EXERCISE AIM → Render every line of the records below as a numbered list, skipping blank lines. Omit the picture from your answer.

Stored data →
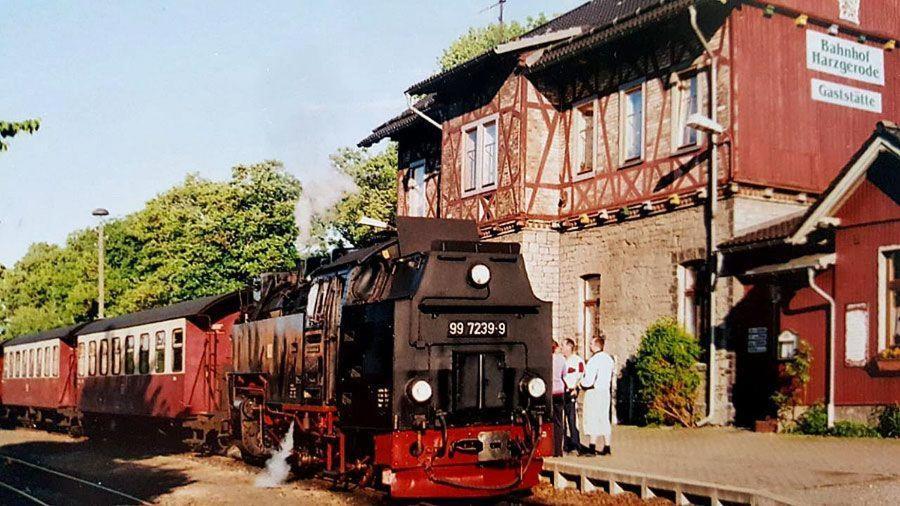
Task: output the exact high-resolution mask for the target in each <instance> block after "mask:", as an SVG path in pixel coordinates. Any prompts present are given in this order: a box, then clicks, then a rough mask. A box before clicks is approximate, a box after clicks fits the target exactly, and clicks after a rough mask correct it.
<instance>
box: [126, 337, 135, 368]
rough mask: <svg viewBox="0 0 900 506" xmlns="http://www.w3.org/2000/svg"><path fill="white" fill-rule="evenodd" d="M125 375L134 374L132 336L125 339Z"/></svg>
mask: <svg viewBox="0 0 900 506" xmlns="http://www.w3.org/2000/svg"><path fill="white" fill-rule="evenodd" d="M125 374H134V336H126V337H125Z"/></svg>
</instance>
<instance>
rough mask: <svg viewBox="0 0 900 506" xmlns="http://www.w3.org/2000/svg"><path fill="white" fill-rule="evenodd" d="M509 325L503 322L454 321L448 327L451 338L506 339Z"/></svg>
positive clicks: (450, 336)
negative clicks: (484, 337) (480, 338)
mask: <svg viewBox="0 0 900 506" xmlns="http://www.w3.org/2000/svg"><path fill="white" fill-rule="evenodd" d="M507 328H508V325H507V323H506V322H505V321H502V320H489V321H471V320H465V321H463V320H453V321H451V322H450V325H449V326H448V327H447V335H448V336H450V337H506V330H507Z"/></svg>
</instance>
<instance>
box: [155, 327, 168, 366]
mask: <svg viewBox="0 0 900 506" xmlns="http://www.w3.org/2000/svg"><path fill="white" fill-rule="evenodd" d="M154 351H155V354H154V355H155V356H154V363H155V366H154V371H155V372H166V333H165V331H162V330H160V331H159V332H157V333H156V346H155V350H154Z"/></svg>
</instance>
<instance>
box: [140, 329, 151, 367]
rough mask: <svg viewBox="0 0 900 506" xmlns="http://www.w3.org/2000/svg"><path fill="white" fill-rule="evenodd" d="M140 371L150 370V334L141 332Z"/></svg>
mask: <svg viewBox="0 0 900 506" xmlns="http://www.w3.org/2000/svg"><path fill="white" fill-rule="evenodd" d="M138 372H139V373H141V374H148V373H149V372H150V334H141V349H140V350H138Z"/></svg>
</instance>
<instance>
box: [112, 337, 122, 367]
mask: <svg viewBox="0 0 900 506" xmlns="http://www.w3.org/2000/svg"><path fill="white" fill-rule="evenodd" d="M112 346H113V350H112V352H113V356H112V374H113V375H115V376H118V375H119V374H122V339H120V338H118V337H114V338H113V341H112Z"/></svg>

SOLUTION TO THE EXERCISE →
1. Task: output the exact high-resolution mask for the target in each <instance> block after "mask:", as an SVG path in pixel coordinates. Any prompts present are given in this order: a box, then clicks, then a rough mask. A box before clicks is approximate, a box after clicks fits the target exactly, and clicks after a rough mask correct it.
2. <instance>
3. box: [126, 337, 135, 368]
4. rough mask: <svg viewBox="0 0 900 506" xmlns="http://www.w3.org/2000/svg"><path fill="white" fill-rule="evenodd" d="M125 375L134 374L132 336L125 339Z"/></svg>
5. mask: <svg viewBox="0 0 900 506" xmlns="http://www.w3.org/2000/svg"><path fill="white" fill-rule="evenodd" d="M125 374H134V336H126V337H125Z"/></svg>
6. </instance>
7. <instance>
8. rough mask: <svg viewBox="0 0 900 506" xmlns="http://www.w3.org/2000/svg"><path fill="white" fill-rule="evenodd" d="M509 325L503 322L454 321L448 327L451 338L506 339Z"/></svg>
9. positive clicks: (450, 336)
10. negative clicks: (484, 337) (480, 338)
11. mask: <svg viewBox="0 0 900 506" xmlns="http://www.w3.org/2000/svg"><path fill="white" fill-rule="evenodd" d="M507 328H508V325H507V323H506V322H505V321H502V320H489V321H471V320H465V321H463V320H453V321H451V322H450V325H449V326H448V327H447V335H448V336H450V337H506V330H507Z"/></svg>
12. </instance>
13. <instance>
14. box: [155, 327, 168, 366]
15. mask: <svg viewBox="0 0 900 506" xmlns="http://www.w3.org/2000/svg"><path fill="white" fill-rule="evenodd" d="M154 351H155V354H154V355H155V356H154V363H155V366H154V371H155V372H166V333H165V331H162V330H160V331H159V332H157V333H156V346H155V350H154Z"/></svg>
16. </instance>
17. <instance>
18. box: [140, 329, 151, 367]
19. rough mask: <svg viewBox="0 0 900 506" xmlns="http://www.w3.org/2000/svg"><path fill="white" fill-rule="evenodd" d="M140 371L150 370V334L141 332Z"/></svg>
20. mask: <svg viewBox="0 0 900 506" xmlns="http://www.w3.org/2000/svg"><path fill="white" fill-rule="evenodd" d="M138 372H139V373H141V374H148V373H149V372H150V334H141V349H140V350H138Z"/></svg>
21. </instance>
22. <instance>
23. box: [112, 337, 122, 367]
24. mask: <svg viewBox="0 0 900 506" xmlns="http://www.w3.org/2000/svg"><path fill="white" fill-rule="evenodd" d="M112 346H113V350H112V352H113V356H112V374H113V375H115V376H118V375H119V374H122V339H120V338H118V337H114V338H113V341H112Z"/></svg>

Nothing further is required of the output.